Records for the task section start

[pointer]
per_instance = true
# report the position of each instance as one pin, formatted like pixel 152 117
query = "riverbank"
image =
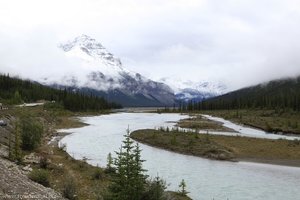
pixel 74 179
pixel 273 121
pixel 232 148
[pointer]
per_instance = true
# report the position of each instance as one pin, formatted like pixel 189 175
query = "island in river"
pixel 220 147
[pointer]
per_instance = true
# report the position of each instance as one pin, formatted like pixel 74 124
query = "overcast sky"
pixel 238 42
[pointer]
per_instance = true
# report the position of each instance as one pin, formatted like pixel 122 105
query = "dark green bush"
pixel 31 133
pixel 69 188
pixel 40 176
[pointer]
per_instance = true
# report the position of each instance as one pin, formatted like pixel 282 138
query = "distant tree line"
pixel 278 94
pixel 14 91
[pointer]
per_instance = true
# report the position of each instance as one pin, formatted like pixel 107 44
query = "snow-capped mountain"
pixel 98 71
pixel 189 90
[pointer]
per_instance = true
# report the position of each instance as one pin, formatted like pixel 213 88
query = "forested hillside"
pixel 277 94
pixel 16 91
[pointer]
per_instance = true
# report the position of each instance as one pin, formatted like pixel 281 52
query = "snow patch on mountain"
pixel 94 67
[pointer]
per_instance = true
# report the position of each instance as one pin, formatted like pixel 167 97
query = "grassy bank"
pixel 52 166
pixel 198 122
pixel 282 152
pixel 277 121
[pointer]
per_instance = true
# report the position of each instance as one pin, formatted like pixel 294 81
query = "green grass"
pixel 224 147
pixel 269 120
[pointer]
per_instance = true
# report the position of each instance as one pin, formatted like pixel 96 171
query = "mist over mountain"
pixel 102 73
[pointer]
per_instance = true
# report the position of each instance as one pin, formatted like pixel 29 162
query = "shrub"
pixel 31 135
pixel 40 176
pixel 98 174
pixel 44 162
pixel 69 188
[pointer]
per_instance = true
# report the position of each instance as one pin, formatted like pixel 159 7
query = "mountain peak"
pixel 88 46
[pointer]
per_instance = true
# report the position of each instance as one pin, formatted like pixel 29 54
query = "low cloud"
pixel 240 43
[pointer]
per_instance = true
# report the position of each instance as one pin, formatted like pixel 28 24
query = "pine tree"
pixel 129 181
pixel 182 187
pixel 17 147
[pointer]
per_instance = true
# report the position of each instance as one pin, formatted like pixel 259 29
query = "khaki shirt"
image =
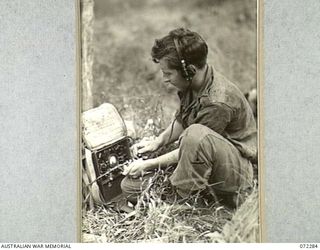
pixel 222 107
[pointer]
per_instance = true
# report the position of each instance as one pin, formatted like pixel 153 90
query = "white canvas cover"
pixel 102 126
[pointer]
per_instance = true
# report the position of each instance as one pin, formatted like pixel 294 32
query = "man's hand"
pixel 137 168
pixel 145 145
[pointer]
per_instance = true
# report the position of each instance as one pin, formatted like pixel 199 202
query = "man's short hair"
pixel 193 49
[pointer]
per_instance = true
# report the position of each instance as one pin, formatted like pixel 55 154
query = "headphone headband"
pixel 182 60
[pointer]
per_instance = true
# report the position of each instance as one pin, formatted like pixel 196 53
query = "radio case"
pixel 107 146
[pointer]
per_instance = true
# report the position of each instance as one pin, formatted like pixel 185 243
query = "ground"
pixel 124 75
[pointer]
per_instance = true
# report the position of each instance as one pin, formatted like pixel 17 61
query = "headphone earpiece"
pixel 191 69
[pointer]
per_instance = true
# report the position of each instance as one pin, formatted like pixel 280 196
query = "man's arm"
pixel 139 167
pixel 171 133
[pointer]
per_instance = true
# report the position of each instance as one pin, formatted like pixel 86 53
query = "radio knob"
pixel 113 161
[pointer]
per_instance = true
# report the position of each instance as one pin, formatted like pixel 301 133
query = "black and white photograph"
pixel 169 121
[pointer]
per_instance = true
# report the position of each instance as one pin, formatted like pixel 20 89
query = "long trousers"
pixel 207 161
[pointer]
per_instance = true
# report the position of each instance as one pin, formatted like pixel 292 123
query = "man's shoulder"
pixel 224 91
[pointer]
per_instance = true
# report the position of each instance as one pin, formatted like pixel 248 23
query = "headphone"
pixel 188 71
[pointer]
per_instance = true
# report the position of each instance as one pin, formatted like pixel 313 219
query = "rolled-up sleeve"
pixel 215 116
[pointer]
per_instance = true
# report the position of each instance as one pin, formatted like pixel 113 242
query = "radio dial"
pixel 113 161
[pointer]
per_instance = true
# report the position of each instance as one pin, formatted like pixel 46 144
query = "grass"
pixel 155 219
pixel 124 75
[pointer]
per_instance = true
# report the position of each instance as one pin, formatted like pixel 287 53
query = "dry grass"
pixel 168 220
pixel 124 76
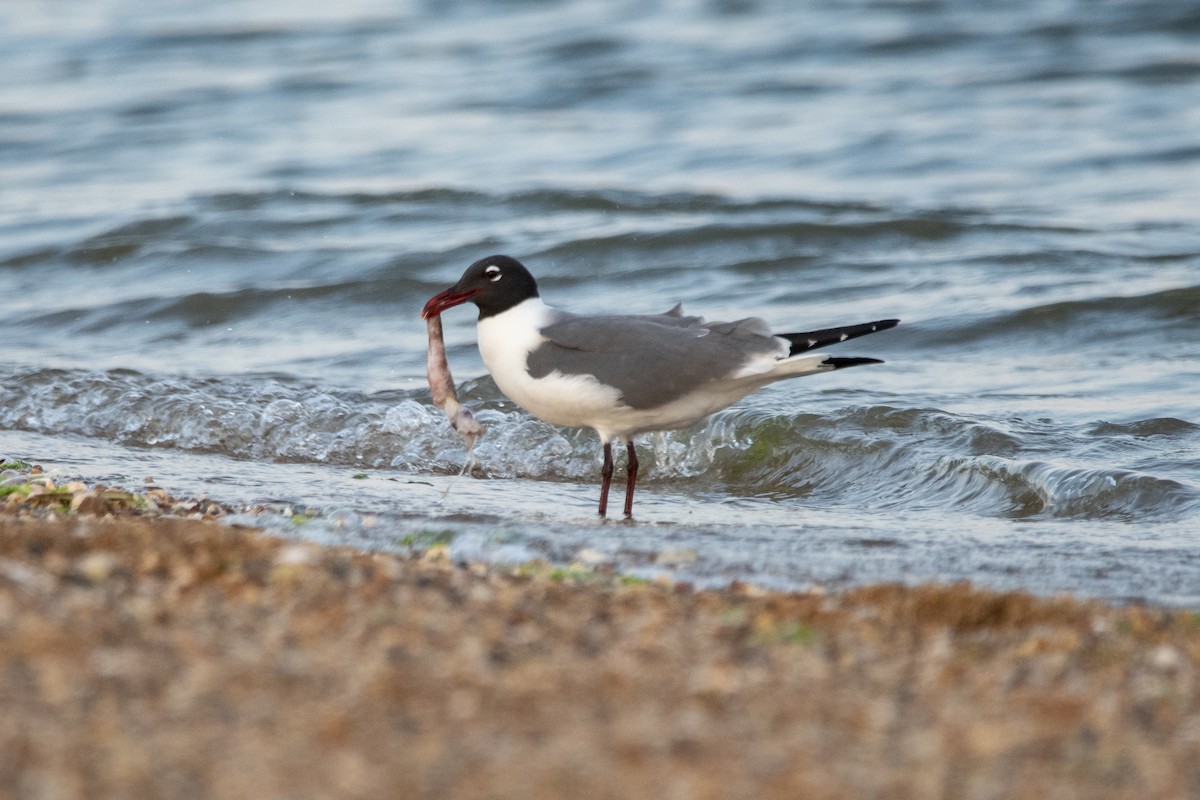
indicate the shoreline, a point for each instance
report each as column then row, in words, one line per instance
column 160, row 656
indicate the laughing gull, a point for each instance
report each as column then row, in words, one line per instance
column 624, row 374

Records for the task section end

▶ Aim of the exercise: In the copy you write, the data above must appear exactly, with no pictures.

▶ Result below:
[pointer]
per_instance = true
# report the position of each instance as one pin, formatted like pixel 152 117
query = "riverbank"
image =
pixel 74 179
pixel 273 121
pixel 232 148
[pointer]
per_instance = true
# report the position of each instance as one pin, formatted like pixel 189 175
query = "island in river"
pixel 220 147
[pointer]
per_instance = true
# report the position of each instance as one pin, formatted like pixel 74 124
query = "overcast sky"
pixel 238 42
[pointer]
per_instance = true
# report the position of each instance as one pin, formatted like pixel 122 105
query = "dark green bush"
pixel 31 133
pixel 69 188
pixel 40 176
[pointer]
per_instance = true
# report the position of each instance as one pin, formatted like pixel 282 138
query = "distant tree line"
pixel 278 94
pixel 14 91
[pointer]
per_instance = true
# report the position of each instance as one pin, formatted like pixel 107 44
query = "snow-capped mountain"
pixel 98 71
pixel 189 90
[pointer]
per_instance = true
# report the position of each instance as one pin, formatted like pixel 213 88
query = "forested hillside"
pixel 277 94
pixel 16 91
[pointer]
per_instance = true
# report the position of each instance as one pin, formatted like pixel 281 52
query = "snow patch on mountain"
pixel 94 67
[pointer]
per_instance = true
# report the position of each instance as one pin, formatted like pixel 167 97
query = "grassy bank"
pixel 52 166
pixel 198 122
pixel 282 152
pixel 277 121
[pointer]
per_instance = true
# report the position of each instance as one pin, formatted like pixel 294 81
query = "green grass"
pixel 224 147
pixel 269 120
[pointer]
per_instance = true
# report the position of each instance as one pin, formatted like pixel 96 171
query = "mist over mountain"
pixel 102 73
[pointer]
per_instance = true
# report the position of each instance as one pin, formatted like pixel 29 162
query = "shrub"
pixel 31 135
pixel 40 176
pixel 98 174
pixel 44 162
pixel 69 188
[pointer]
per_instance = true
# report the position of each instance as one pin, formatted like pixel 159 7
query = "mountain peak"
pixel 88 46
[pointer]
per_instance = true
# report the position of each instance as one pin, formatted like pixel 29 54
query = "low cloud"
pixel 240 43
[pointer]
per_instance = true
# report the position of each instance as one pin, formatted like pixel 28 24
query = "pine tree"
pixel 129 181
pixel 182 187
pixel 17 147
[pointer]
per_instance = true
# report the position of each instance as one pin, formatted like pixel 259 29
query = "khaki shirt"
image =
pixel 222 107
[pointer]
per_instance = true
# report the position of each instance as one pin, formatted like pixel 153 90
query = "white canvas cover"
pixel 102 126
[pointer]
per_instance = true
# report the position of each instance as one pin, formatted like pixel 294 32
query = "man's hand"
pixel 137 168
pixel 145 145
[pointer]
per_instance = true
# report the position of each instance as one pin, formatted like pixel 199 202
query = "man's short hair"
pixel 193 49
[pointer]
per_instance = true
# report the position of each instance as one pin, formatted like pixel 55 154
query = "headphone headband"
pixel 182 60
[pointer]
per_instance = true
# report the position of each instance as one pin, formatted like pixel 196 53
query = "radio case"
pixel 107 146
[pointer]
per_instance = true
# report the position of each instance as one pin, formatted like pixel 185 243
query = "ground"
pixel 124 75
[pointer]
per_instance = true
# report the position of each instance as one pin, formatted like pixel 17 61
query = "headphone earpiece"
pixel 191 69
[pointer]
per_instance = true
# report the position of each instance as one pin, formatted like pixel 280 196
query = "man's arm"
pixel 139 167
pixel 171 133
[pointer]
per_instance = true
# report the position of each instance as one pin, formatted like pixel 86 53
query = "radio knob"
pixel 113 161
[pointer]
per_instance = true
# report the position of each instance as one pin, formatted like pixel 301 133
query = "black and white photograph"
pixel 169 121
[pointer]
per_instance = true
# report the position of each instance as one pin, formatted like pixel 20 89
query = "long trousers"
pixel 207 161
[pointer]
per_instance = true
# report the position of each instance as one pin, formatted like pixel 292 123
query = "man's shoulder"
pixel 224 91
[pointer]
per_instance = true
# report the position of each instance as one pin, formatted like pixel 248 23
query = "headphone"
pixel 188 71
[pointer]
per_instance = true
# report the position of each instance as one pin, formatted like pixel 313 219
query = "rolled-up sleeve"
pixel 215 116
[pointer]
per_instance = true
# report the position of each instance as one pin, formatted like pixel 113 242
query = "radio dial"
pixel 113 161
[pointer]
per_instance = true
# report the position of each instance as one pin, formatted like pixel 46 144
query = "grass"
pixel 155 219
pixel 124 75
[pointer]
per_instance = true
# report the position of each instance as one pin, formatted like pixel 287 53
query = "dry grass"
pixel 168 220
pixel 124 76
indicate the shoreline, a point for each instance
report each as column then row, in words, one line per instance
column 160, row 656
indicate the laughing gull, a point for each instance
report each as column then row, in words, one line per instance
column 624, row 374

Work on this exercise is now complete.